Dataset entries:
--- START ---

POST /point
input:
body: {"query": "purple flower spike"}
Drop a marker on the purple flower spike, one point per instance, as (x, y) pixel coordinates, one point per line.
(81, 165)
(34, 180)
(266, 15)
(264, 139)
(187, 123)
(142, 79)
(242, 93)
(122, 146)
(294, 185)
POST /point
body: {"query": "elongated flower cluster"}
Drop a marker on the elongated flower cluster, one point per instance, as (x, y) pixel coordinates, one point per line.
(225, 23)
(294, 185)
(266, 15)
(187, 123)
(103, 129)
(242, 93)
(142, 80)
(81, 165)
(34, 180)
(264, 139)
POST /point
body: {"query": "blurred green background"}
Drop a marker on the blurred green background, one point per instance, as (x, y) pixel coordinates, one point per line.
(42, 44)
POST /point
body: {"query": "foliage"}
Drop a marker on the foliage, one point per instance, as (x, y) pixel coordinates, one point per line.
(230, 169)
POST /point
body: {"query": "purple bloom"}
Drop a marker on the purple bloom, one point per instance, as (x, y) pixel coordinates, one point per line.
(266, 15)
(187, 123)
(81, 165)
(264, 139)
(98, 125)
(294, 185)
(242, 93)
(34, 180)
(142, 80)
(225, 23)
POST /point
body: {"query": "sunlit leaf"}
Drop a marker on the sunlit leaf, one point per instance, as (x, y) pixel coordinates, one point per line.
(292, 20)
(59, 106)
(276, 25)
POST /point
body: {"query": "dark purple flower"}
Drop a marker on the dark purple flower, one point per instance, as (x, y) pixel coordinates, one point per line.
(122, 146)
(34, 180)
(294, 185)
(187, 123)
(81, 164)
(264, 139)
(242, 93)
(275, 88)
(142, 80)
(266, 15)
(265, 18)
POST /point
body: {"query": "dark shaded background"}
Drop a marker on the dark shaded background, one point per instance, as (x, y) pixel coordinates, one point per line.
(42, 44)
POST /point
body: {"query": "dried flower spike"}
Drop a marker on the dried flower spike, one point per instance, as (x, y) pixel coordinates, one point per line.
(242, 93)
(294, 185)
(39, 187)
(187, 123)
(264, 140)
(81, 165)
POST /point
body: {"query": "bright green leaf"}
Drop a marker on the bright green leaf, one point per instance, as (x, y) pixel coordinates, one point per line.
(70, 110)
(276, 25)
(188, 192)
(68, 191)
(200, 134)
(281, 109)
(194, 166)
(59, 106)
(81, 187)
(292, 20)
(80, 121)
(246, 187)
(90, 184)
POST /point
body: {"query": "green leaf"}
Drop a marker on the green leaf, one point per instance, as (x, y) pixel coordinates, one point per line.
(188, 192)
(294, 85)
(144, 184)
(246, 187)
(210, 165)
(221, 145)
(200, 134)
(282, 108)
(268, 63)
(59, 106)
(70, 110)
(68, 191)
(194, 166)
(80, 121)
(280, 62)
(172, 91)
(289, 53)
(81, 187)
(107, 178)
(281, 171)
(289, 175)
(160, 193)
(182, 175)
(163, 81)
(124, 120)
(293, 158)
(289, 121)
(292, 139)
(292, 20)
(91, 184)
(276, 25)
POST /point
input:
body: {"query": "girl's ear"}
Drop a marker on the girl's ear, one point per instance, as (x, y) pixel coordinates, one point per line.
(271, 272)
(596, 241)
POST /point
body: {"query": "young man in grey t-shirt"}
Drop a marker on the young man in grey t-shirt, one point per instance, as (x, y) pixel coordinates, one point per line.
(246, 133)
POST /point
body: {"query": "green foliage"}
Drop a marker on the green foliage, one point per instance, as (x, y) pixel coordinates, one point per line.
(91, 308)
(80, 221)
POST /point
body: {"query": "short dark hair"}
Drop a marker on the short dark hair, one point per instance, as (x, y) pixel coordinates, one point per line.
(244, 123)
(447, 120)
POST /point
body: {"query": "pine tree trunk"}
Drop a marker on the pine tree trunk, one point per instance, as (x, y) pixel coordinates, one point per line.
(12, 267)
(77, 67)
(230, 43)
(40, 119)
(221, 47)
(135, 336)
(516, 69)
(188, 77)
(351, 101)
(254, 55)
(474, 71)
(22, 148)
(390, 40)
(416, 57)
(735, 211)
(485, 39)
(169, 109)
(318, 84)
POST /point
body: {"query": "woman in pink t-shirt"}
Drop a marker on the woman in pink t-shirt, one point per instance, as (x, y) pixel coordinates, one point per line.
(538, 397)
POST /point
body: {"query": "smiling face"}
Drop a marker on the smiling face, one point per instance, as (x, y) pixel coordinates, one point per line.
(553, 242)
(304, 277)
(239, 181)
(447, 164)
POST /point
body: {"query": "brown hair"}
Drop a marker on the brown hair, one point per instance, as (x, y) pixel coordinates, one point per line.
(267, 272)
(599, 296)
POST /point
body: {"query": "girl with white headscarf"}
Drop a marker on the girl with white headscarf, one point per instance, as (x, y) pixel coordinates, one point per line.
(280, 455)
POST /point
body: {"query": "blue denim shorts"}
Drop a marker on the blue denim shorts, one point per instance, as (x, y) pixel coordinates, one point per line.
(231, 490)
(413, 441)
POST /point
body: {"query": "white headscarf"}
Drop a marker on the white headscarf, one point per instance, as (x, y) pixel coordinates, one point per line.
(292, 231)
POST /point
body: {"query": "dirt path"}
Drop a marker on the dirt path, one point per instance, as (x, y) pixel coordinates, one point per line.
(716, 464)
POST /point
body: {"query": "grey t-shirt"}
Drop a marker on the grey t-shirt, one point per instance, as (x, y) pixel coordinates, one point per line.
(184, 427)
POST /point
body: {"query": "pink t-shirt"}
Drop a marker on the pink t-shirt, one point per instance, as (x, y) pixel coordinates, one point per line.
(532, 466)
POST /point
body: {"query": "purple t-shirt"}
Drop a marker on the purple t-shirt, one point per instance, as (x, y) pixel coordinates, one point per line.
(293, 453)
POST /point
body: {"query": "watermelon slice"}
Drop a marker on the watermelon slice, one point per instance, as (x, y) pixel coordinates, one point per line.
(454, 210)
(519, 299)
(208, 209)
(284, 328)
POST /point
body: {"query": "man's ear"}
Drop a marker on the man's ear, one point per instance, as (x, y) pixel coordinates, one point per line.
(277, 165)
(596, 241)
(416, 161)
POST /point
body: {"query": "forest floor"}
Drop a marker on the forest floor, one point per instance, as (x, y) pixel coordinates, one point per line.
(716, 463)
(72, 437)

--- END ---

- _Exercise requirements_
Every entry must be set down exactly, with nothing left out.

- _Answer space_
POST /point
input:
body: {"query": "purple flower spike"}
Drop a marker on the purple flower spike, one point per instance, as (x, y) pixel coordinates, one point per line.
(81, 165)
(34, 180)
(266, 15)
(264, 139)
(187, 123)
(142, 79)
(242, 93)
(122, 146)
(294, 185)
POST /point
body: {"query": "elongated flower cluster"}
Drop a marker on the elongated flower cluster, one point per instance, as (x, y) pixel coordinates, one point per line.
(225, 23)
(294, 185)
(266, 15)
(187, 123)
(103, 129)
(242, 93)
(142, 80)
(81, 165)
(34, 180)
(264, 139)
POST /point
body: {"query": "blurred green background"}
Drop a marker on the blurred green background, one point per instance, as (x, y) pixel coordinates, one point per line.
(42, 44)
POST /point
body: {"query": "foliage"}
Drop a marker on the foliage, one point per instance, as (x, y) pixel coordinates, one point per line.
(230, 169)
POST /point
body: {"query": "purple bloom"}
Drop a marker on the purple bloom, one point per instance, as (x, y) pixel coordinates, one point per line.
(266, 15)
(187, 123)
(81, 165)
(264, 139)
(98, 125)
(294, 185)
(242, 93)
(34, 180)
(142, 80)
(225, 23)
POST /point
body: {"query": "sunlit leaf"}
Drop a marker on the sunlit leaf, one point per instance, as (x, y) pixel coordinates, one point per line.
(292, 20)
(59, 106)
(276, 25)
POST /point
body: {"query": "dark purple flower"}
Drop a marker on the dark purple flower, one point per instance, as (x, y) pixel coordinates, one point per line.
(122, 146)
(34, 180)
(294, 185)
(187, 123)
(81, 164)
(264, 139)
(242, 93)
(275, 88)
(142, 80)
(266, 15)
(265, 18)
POST /point
body: {"query": "dark shaded background"}
Drop a marker on the dark shaded background, one point per instance, as (x, y) pixel coordinates, one point per line.
(42, 44)
POST /point
body: {"query": "dried flower spike"}
Drop a marker on the dried flower spike, one point per instance, as (x, y) pixel coordinates, one point per line.
(242, 93)
(294, 185)
(39, 187)
(187, 123)
(264, 140)
(81, 165)
POST /point
body: {"query": "bright green leaf"}
Drop a marker on the bright green leaf, one point per instance, as (x, y) pixel coordinates, one point per line.
(70, 110)
(276, 25)
(188, 192)
(68, 191)
(200, 134)
(281, 109)
(194, 166)
(59, 106)
(81, 187)
(292, 20)
(80, 121)
(246, 187)
(90, 184)
POST /point
body: {"query": "green leaf"}
Drop a marker on the green leaf, one point per instance, as (x, y) pixel coordinates, one point per line.
(188, 192)
(294, 85)
(144, 184)
(246, 187)
(210, 165)
(221, 145)
(200, 134)
(282, 108)
(268, 63)
(59, 106)
(70, 110)
(68, 191)
(194, 166)
(80, 121)
(280, 62)
(172, 91)
(289, 53)
(81, 187)
(107, 178)
(281, 171)
(289, 175)
(160, 193)
(182, 175)
(163, 81)
(124, 120)
(293, 158)
(289, 121)
(292, 139)
(292, 20)
(91, 184)
(276, 25)
POST /point
input:
body: {"query": "girl's ear"}
Drop a marker on the girl's ear, one point per instance, as (x, y) pixel coordinates, one point per line.
(271, 272)
(596, 241)
POST /point
body: {"query": "young man in grey t-shirt"}
Drop a marker on the young man in grey t-shirt, one point per instance, as (x, y) pixel coordinates, one point per line.
(246, 133)
POST /point
body: {"query": "green foliage"}
Drop a marker on the green foliage, one point per instance, as (x, y) pixel coordinates, one point per line.
(91, 308)
(80, 221)
POST /point
body: {"query": "short dark hair"}
Drop a marker on the short dark hair, one point per instance, as (x, y) pixel coordinates, one point per line.
(244, 123)
(447, 120)
POST /point
body: {"query": "pine tree trunk"}
Drop a marker on the pine tree trunk, one point per instance, as (x, y) pixel coordinates, one point per line.
(12, 267)
(77, 67)
(230, 43)
(40, 119)
(221, 47)
(135, 336)
(516, 69)
(188, 77)
(351, 101)
(254, 55)
(474, 71)
(22, 148)
(390, 40)
(416, 57)
(735, 211)
(485, 39)
(169, 109)
(318, 84)
POST /point
body: {"query": "woman in pink t-shirt"}
Drop a marker on the woman in pink t-shirt, one point per instance, as (x, y) pixel coordinates, one point per line.
(538, 397)
POST /point
body: {"query": "smiling face"}
Drop a marker on the smiling face, one point per instance, as (x, y) pixel coordinates, one point per line.
(553, 242)
(304, 277)
(239, 181)
(447, 164)
POST /point
body: {"query": "brown hair"}
Drop a marker on the brown hair, one point per instance, as (x, y) pixel coordinates, one point per line.
(267, 272)
(599, 296)
POST /point
body: {"query": "girl with white headscarf"}
Drop a marker on the girl with white headscarf, one point per instance, as (x, y) pixel coordinates, one point per line.
(280, 455)
POST /point
body: {"query": "blue denim shorts"}
Drop a marker on the blue denim shorts, one point per instance, as (x, y) pixel coordinates, one point per line.
(231, 490)
(413, 441)
POST /point
body: {"query": "white headscarf"}
Drop a marker on the white headscarf, one point per instance, as (x, y) pixel coordinates, one point per line.
(292, 231)
POST /point
body: {"query": "dirt path"}
Drop a marker on the dirt path, one point per instance, as (x, y) pixel coordinates, one point per line.
(716, 464)
POST /point
body: {"query": "grey t-shirt"}
Drop a marker on the grey t-shirt, one point per instance, as (x, y) pixel coordinates, one point per line.
(184, 427)
POST /point
body: {"query": "pink t-shirt"}
Drop a marker on the pink t-shirt, one point per instance, as (x, y) pixel coordinates, one point per line.
(532, 466)
POST /point
body: {"query": "purple t-shirt"}
Drop a marker on the purple t-shirt, one point per instance, as (x, y) pixel coordinates, one point per line.
(293, 453)
POST /point
body: {"query": "watermelon slice"}
Drop a marker on the watermelon slice, one point per instance, as (x, y) pixel coordinates, one point per line.
(454, 210)
(519, 299)
(208, 209)
(284, 328)
POST /point
body: {"query": "man's ear"}
Drop a marker on the man's ear, one point per instance, as (x, y) pixel coordinates, one point per line.
(277, 165)
(596, 241)
(416, 161)
POST /point
body: {"query": "forest floor"}
Drop a marker on the forest floor, one point per instance, as (x, y) pixel coordinates, one point per line.
(716, 463)
(72, 437)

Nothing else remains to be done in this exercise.